Format the lines below as a numbered list, from the line containing "[locate] motorway (a" through the last line of the entries, leaving out any blank lines.
## Begin Records shown
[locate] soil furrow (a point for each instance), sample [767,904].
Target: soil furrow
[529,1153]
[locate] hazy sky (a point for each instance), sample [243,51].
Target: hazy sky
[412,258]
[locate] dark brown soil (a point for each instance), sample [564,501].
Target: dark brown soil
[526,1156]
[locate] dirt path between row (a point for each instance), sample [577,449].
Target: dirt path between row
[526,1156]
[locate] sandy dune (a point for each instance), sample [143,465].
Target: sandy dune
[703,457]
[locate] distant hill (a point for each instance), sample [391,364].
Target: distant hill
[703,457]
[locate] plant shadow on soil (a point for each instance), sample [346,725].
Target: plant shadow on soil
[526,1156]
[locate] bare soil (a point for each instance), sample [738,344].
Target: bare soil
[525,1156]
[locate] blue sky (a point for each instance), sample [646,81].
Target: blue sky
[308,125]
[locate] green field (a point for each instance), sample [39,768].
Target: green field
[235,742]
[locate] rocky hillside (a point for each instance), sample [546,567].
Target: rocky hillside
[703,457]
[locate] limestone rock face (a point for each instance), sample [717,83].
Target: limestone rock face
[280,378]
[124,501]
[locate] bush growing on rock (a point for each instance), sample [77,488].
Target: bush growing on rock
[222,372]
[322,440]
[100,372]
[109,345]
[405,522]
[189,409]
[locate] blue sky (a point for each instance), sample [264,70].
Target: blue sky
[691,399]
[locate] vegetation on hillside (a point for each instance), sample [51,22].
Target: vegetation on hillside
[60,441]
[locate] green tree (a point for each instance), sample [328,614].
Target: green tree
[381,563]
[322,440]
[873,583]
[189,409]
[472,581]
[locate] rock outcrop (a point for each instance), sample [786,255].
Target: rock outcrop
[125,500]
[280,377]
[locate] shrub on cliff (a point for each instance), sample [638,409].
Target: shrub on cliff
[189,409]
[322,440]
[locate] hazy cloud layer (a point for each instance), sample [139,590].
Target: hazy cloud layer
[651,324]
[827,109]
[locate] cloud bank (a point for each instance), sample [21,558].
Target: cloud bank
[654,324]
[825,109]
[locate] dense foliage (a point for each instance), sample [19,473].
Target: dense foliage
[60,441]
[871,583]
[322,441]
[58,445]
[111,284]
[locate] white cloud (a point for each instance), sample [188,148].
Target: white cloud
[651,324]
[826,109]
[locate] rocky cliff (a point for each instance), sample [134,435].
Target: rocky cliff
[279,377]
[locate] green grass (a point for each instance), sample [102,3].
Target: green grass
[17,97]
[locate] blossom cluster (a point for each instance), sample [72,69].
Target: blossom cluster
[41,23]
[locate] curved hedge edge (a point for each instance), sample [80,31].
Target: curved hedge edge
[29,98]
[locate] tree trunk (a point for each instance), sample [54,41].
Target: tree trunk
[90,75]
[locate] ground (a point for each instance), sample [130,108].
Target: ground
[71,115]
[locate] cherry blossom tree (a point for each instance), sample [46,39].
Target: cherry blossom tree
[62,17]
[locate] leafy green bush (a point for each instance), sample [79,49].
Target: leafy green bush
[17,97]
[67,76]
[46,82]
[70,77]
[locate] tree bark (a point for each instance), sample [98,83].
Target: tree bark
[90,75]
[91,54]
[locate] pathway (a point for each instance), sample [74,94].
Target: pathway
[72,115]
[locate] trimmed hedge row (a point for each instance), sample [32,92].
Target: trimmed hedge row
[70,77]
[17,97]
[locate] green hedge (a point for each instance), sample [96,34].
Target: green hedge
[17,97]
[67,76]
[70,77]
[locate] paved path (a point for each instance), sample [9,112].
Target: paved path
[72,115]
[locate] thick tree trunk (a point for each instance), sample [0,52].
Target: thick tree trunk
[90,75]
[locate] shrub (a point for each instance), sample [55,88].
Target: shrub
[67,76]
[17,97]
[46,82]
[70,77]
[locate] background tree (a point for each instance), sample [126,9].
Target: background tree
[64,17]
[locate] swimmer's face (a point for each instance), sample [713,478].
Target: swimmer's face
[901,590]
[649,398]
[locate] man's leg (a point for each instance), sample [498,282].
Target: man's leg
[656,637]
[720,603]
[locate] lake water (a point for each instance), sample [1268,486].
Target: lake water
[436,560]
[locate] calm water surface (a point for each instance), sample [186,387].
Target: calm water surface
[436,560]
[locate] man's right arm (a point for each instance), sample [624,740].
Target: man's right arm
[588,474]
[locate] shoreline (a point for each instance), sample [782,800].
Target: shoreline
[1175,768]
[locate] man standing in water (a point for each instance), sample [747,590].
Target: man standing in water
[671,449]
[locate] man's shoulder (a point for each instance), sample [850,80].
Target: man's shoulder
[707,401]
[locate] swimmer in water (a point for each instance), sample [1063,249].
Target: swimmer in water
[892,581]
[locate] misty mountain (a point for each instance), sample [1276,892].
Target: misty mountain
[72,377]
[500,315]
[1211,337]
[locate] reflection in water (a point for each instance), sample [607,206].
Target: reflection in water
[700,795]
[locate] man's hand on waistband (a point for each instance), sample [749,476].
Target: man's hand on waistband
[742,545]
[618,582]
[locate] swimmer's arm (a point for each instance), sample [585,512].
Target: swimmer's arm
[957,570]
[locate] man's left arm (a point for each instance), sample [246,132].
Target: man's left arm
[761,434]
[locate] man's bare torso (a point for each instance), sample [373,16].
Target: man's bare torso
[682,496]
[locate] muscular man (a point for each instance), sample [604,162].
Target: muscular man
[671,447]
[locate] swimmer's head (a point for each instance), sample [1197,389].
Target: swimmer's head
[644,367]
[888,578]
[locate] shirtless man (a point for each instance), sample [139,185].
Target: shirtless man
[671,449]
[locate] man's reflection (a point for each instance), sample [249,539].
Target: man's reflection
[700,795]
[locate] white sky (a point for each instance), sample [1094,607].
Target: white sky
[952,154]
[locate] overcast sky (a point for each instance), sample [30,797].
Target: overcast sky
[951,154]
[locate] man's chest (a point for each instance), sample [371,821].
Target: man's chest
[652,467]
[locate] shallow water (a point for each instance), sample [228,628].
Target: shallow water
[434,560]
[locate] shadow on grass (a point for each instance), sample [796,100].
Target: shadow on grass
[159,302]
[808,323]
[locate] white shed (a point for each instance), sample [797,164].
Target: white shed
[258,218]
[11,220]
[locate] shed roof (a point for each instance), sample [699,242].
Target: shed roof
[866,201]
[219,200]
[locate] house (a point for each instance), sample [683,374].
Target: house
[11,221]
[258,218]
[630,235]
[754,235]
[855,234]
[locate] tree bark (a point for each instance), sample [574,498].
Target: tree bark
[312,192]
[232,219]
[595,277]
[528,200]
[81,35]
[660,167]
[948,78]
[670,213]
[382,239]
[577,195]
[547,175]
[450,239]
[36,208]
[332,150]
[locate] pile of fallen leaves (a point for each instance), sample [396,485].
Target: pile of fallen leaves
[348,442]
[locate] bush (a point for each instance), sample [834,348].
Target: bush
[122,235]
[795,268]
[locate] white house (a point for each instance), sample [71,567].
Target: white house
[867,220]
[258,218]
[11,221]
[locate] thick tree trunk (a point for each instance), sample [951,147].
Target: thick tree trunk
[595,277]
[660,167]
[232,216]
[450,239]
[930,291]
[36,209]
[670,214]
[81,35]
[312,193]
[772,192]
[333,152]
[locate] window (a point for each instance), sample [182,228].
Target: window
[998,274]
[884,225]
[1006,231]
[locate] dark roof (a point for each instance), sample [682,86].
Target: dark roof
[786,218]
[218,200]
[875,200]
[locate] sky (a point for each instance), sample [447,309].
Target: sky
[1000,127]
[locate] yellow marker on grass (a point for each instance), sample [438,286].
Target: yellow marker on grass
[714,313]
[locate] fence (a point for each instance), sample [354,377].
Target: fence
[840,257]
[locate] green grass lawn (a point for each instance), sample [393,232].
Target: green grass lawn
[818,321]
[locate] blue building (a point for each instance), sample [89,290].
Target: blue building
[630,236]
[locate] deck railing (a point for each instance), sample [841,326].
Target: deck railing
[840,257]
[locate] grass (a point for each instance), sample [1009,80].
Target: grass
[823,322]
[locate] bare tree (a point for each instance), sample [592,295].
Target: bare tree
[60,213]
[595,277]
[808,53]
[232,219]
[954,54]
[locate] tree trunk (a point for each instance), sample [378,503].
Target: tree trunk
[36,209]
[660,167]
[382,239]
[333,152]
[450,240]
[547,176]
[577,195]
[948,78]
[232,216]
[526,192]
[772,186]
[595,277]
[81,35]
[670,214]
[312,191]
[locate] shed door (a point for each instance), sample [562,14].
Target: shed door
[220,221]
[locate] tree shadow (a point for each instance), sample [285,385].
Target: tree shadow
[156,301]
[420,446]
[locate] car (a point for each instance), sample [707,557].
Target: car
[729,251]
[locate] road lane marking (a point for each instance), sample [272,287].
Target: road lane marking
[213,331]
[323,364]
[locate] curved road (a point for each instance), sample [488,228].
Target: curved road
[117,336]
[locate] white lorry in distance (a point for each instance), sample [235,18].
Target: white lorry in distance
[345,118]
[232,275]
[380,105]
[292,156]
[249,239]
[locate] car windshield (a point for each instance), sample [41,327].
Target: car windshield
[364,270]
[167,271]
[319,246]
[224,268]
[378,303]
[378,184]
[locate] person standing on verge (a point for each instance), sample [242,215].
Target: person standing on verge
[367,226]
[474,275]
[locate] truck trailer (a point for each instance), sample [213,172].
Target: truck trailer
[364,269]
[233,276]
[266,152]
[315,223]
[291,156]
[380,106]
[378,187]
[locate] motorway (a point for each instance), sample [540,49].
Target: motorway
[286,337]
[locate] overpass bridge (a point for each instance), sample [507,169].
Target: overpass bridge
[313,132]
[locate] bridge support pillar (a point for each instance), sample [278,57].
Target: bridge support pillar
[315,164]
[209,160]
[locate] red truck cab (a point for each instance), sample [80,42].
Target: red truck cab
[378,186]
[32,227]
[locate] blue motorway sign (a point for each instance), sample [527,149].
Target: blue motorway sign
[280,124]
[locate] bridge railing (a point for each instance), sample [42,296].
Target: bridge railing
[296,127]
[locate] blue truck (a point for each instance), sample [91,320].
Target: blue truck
## End Records shown
### The answer:
1. [locate] motorway (a point for each instance), sample [540,49].
2. Target: motorway
3. [286,337]
4. [locate] overpass bridge (a point for each instance), sample [507,169].
5. Target: overpass bridge
6. [313,132]
7. [locate] bridge support pillar (a point for each instance), sample [278,57].
8. Target: bridge support pillar
9. [315,164]
10. [209,160]
11. [locate] red truck cab (a point for each instance), sample [80,42].
12. Target: red truck cab
13. [378,186]
14. [32,227]
15. [locate] blue motorway sign (a point for each instance), sample [527,149].
16. Target: blue motorway sign
17. [280,124]
18. [locate] bridge railing (a point for each instance), sample [42,296].
19. Target: bridge railing
20. [296,127]
21. [locate] blue truck (a point for each instance), sample [91,320].
22. Target: blue truck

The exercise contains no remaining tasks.